— DATA PROVIDED —
───

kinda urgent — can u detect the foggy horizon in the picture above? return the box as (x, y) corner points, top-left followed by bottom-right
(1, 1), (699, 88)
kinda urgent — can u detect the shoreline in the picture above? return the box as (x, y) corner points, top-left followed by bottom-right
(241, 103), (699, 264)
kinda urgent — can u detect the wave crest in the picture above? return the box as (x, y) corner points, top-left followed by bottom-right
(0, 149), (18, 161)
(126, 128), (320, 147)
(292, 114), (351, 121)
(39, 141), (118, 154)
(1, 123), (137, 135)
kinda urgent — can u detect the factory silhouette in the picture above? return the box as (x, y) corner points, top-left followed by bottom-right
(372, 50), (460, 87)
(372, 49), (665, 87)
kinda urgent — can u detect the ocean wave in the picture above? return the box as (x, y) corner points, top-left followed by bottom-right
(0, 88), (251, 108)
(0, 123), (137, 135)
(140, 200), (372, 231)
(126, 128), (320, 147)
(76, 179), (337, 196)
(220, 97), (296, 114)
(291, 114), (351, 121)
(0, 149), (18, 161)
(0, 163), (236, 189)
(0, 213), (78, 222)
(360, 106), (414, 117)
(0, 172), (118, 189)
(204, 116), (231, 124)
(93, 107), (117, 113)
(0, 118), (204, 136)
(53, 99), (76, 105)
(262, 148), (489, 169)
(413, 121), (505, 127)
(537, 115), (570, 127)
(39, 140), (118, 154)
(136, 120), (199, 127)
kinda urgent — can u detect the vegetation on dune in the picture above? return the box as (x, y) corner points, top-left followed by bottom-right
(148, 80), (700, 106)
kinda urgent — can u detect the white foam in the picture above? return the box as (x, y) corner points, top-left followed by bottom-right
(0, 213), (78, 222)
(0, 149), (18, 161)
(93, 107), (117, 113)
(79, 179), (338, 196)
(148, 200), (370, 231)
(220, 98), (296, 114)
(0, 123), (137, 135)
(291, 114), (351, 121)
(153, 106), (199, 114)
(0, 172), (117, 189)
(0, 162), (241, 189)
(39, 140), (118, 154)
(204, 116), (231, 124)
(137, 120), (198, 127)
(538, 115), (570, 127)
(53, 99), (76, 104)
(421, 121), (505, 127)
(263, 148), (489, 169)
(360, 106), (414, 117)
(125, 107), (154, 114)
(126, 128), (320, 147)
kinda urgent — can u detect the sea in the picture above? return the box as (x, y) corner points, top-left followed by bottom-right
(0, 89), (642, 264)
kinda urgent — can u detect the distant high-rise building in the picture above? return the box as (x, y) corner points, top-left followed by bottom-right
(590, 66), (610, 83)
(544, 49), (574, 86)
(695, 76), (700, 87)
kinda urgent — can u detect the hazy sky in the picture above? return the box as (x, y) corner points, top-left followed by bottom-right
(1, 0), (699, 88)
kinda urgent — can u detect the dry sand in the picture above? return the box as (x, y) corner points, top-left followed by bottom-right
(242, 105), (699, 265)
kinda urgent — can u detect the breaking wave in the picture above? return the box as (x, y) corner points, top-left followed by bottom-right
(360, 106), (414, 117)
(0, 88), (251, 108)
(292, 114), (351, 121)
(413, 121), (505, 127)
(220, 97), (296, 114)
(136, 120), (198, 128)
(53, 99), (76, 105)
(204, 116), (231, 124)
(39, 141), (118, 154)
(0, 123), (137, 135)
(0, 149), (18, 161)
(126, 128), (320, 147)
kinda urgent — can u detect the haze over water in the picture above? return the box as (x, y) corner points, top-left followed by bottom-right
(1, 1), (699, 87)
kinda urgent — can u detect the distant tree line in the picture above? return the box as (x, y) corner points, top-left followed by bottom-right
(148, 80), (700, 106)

───

— PROBLEM STATEMENT —
Nothing may be left out or altered: reproduce the complete listing.

— EXERCISE OUTPUT —
kinda urgent — can u detect the foggy horizon in the picture above? return the box as (x, y) corner points, top-left followed by bottom-right
(1, 1), (699, 88)
kinda urgent — can u detect the shoreline in the picture above? return the box as (x, y) corner points, top-left followed by bottom-right
(241, 103), (699, 264)
kinda urgent — can u detect the wave crest in the picture above? return the box as (x, y) corner points, top-left followed by bottom-right
(0, 149), (18, 161)
(126, 128), (320, 147)
(292, 114), (351, 121)
(39, 141), (118, 154)
(1, 123), (137, 135)
kinda urgent — can u detect the factory silhouette in the picture above? return the box as (x, y) corner points, top-left followed by bottom-right
(372, 50), (460, 87)
(372, 49), (665, 87)
kinda urgent — can u detect the ocean wave in the picture above? return the box as (x, y) corner points, top-left followed by bottom-right
(0, 88), (251, 108)
(0, 123), (137, 135)
(140, 200), (372, 231)
(126, 128), (320, 147)
(76, 179), (337, 196)
(220, 97), (296, 114)
(291, 114), (351, 121)
(0, 149), (18, 161)
(0, 163), (236, 189)
(0, 213), (78, 222)
(360, 106), (414, 117)
(0, 172), (118, 189)
(204, 116), (231, 124)
(93, 107), (117, 113)
(0, 118), (204, 136)
(53, 99), (76, 105)
(262, 148), (489, 169)
(413, 121), (505, 127)
(537, 115), (570, 127)
(39, 140), (118, 154)
(136, 120), (199, 127)
kinda urgent — can u detect the vegetation on dune in the picture above? return the box as (x, y) corner points, top-left followed by bottom-right
(148, 80), (700, 106)
kinda urgent — can u detect the white foam in the picture above? return the box as (x, y) corner points, top-left followed by bottom-right
(0, 213), (78, 222)
(0, 149), (18, 161)
(93, 107), (117, 113)
(79, 179), (338, 196)
(148, 200), (370, 231)
(220, 98), (296, 114)
(0, 123), (137, 135)
(291, 114), (351, 121)
(153, 106), (199, 114)
(0, 172), (117, 189)
(0, 162), (241, 189)
(39, 140), (118, 154)
(204, 116), (231, 124)
(137, 120), (198, 127)
(538, 115), (570, 127)
(53, 99), (76, 104)
(421, 121), (505, 127)
(263, 148), (489, 169)
(360, 106), (414, 117)
(125, 107), (154, 114)
(126, 128), (320, 147)
kinda urgent — can u detect the sea in the picture above? return the box as (x, y) corner points, top-left followed by bottom-right
(0, 89), (642, 264)
kinda urgent — can u detect the distant high-rise building in the picture above? return the box as (x, y) corner points, top-left followed by bottom-right
(590, 66), (610, 83)
(544, 49), (574, 86)
(695, 76), (700, 87)
kinda urgent — can u detect the hazy sky in the picture above? return the box as (x, y) corner points, top-left followed by bottom-right
(1, 0), (699, 88)
kinda urgent — can u detect the dry sand in the picture above? return the box as (x, y) corner points, top-left followed by bottom-right
(242, 105), (699, 265)
kinda urgent — can u detect the breaking wave in the picture above? return the box as (x, y) corner points, top-left followed by bottom-right
(360, 106), (414, 117)
(0, 88), (251, 108)
(292, 114), (351, 121)
(413, 121), (505, 127)
(220, 97), (296, 114)
(136, 120), (198, 128)
(53, 99), (76, 105)
(204, 116), (231, 124)
(39, 141), (118, 154)
(0, 123), (137, 135)
(0, 149), (18, 161)
(126, 128), (320, 147)
kinda urgent — can u detect the haze over water in the picture above? return the box as (x, y) corner points, top-left followed by bottom-right
(1, 1), (699, 87)
kinda urgent — can u detect the distant tree line in the picture above? return the box as (x, y) corner points, top-left followed by bottom-right
(148, 80), (700, 106)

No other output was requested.